Re: [Question][Python] Columns with Limited Value Set

David Li Thu, 06 Jan 2022 08:23:14 -0800

Oh, also, maybe this could be shipped or specified as a "canonical" extension 
type (though we'd need a good way to encode the keys in the schema) - what do 
others think?


-David

On Thu, Jan 6, 2022, at 11:21, David Li wrote:
> The extension APIs could be improved, yes. I don't think there's a real 
> reason other than perhaps there hasn't been too much usage yet. If there's 
> any other issues you have, feel free to chime in here or file a JIRA [1] - 
> I'll file JIRAs for the issues already raised in this thread when I get a 
> chance.
> 
> [1]: https://issues.apache.org/jira/secure/Dashboard.jspa
> 
> -David
> 
> On Thu, Jan 6, 2022, at 04:11, Sam Davis wrote:
>> > We could use an extension type here: wrap the dictionary type on an 
>> > extension type whose metadata contains the expected keys. This way the 
>> > keys are stored in the schema.

________________________________________

Exercises to complete >>
a: In the email above, copy everything from "Re: [Question][Python] Columns" down to "others think?".
b: According to the email above, what should the dictionary type be wrapped on so that the keys are stored in the schema?

________________________________________

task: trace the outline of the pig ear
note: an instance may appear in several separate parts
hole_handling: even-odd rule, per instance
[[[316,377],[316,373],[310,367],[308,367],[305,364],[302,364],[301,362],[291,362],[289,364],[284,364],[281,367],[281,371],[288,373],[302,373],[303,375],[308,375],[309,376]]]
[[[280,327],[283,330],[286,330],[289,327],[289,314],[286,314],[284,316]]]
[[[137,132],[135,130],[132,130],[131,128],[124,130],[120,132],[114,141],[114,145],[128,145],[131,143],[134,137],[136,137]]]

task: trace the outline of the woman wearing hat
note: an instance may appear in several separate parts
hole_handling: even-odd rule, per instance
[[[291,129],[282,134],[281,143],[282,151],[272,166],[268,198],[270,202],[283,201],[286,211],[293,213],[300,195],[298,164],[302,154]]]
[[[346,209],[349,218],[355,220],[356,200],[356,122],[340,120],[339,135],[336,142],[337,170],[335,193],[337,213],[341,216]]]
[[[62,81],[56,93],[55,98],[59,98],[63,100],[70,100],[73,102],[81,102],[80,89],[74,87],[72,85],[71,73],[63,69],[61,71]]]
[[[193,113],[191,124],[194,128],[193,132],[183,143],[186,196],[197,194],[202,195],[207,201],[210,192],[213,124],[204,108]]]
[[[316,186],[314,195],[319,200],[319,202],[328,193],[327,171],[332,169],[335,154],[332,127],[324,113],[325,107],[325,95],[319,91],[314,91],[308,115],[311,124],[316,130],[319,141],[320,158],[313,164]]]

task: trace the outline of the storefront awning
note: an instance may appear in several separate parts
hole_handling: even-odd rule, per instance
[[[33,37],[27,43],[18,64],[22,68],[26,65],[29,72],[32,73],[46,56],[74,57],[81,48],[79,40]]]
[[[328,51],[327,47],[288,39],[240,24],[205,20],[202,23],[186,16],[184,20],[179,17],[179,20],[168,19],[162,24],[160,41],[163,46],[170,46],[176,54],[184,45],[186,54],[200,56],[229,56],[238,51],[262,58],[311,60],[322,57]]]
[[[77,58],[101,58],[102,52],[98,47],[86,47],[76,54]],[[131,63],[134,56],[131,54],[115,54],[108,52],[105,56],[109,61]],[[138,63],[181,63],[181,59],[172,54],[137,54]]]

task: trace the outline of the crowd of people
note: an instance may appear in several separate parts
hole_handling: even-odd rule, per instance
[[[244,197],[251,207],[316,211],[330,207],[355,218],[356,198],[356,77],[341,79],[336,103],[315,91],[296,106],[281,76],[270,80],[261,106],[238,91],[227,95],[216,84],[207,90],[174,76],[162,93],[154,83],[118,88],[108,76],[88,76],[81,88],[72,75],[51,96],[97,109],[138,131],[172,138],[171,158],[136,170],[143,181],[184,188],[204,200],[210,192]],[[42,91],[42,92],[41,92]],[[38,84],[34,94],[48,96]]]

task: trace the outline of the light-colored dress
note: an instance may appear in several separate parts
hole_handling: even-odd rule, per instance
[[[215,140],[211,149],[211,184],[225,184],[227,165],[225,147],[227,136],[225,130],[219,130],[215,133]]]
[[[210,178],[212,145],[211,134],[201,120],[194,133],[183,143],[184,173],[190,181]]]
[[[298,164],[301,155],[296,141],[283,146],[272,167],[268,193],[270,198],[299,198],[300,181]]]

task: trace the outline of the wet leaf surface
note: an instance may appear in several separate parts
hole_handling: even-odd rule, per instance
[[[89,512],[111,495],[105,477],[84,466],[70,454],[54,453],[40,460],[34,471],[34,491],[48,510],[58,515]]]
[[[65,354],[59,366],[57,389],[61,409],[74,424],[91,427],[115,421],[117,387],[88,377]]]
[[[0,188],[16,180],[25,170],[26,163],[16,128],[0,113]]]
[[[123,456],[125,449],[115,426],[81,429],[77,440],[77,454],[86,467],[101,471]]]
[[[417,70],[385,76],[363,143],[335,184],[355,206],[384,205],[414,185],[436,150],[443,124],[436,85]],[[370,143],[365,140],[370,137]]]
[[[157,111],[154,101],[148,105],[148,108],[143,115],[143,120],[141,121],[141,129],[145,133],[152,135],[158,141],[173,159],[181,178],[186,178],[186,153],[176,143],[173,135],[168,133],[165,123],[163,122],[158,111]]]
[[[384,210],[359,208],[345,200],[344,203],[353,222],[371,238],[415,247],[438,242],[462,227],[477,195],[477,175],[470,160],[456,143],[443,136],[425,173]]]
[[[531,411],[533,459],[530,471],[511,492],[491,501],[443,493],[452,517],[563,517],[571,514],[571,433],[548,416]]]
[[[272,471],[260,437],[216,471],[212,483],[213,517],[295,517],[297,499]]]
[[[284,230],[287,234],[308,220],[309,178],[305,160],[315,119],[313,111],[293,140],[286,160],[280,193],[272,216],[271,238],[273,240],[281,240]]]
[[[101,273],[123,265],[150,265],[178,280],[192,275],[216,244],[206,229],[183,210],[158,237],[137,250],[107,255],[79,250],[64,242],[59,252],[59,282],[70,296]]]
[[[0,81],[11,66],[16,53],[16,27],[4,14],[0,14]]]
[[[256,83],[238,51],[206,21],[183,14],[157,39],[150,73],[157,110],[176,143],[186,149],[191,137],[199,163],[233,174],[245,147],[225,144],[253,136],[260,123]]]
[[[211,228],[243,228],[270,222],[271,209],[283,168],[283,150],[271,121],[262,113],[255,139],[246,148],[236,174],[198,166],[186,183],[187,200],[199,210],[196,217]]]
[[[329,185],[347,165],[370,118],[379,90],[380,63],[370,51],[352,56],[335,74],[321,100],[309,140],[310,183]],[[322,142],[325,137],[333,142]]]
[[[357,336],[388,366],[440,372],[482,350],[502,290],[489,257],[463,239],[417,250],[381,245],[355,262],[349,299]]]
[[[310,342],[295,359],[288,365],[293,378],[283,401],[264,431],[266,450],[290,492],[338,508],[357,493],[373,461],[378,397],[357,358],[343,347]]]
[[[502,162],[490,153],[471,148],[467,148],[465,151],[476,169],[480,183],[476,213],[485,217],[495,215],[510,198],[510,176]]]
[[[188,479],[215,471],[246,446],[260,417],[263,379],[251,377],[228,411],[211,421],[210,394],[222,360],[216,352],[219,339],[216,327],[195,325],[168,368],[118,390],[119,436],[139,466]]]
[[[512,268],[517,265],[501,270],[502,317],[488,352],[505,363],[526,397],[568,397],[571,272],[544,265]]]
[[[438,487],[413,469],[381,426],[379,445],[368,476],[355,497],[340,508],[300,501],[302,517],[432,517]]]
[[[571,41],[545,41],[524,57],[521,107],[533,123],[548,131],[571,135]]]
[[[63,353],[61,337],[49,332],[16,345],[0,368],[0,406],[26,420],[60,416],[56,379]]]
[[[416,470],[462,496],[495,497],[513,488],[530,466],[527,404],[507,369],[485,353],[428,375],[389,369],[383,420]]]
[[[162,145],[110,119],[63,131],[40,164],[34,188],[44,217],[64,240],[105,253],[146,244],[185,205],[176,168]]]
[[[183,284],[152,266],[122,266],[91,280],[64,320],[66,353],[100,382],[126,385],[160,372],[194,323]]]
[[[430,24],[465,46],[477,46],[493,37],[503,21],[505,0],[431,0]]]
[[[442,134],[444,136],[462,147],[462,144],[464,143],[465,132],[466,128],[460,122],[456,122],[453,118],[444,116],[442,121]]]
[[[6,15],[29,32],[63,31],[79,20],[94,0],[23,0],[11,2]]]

________________________________________

List of solutions >>
a:
Re: [Question][Python] Columns with Limited Value Set

David Li Thu, 06 Jan 2022 08:23:14 -0800

Oh, also, maybe this could be shipped or specified as a "canonical" extension 
type (though we'd need a good way to encode the keys in the schema) - what do 
others think?

b: An extension type whose metadata contains the expected keys.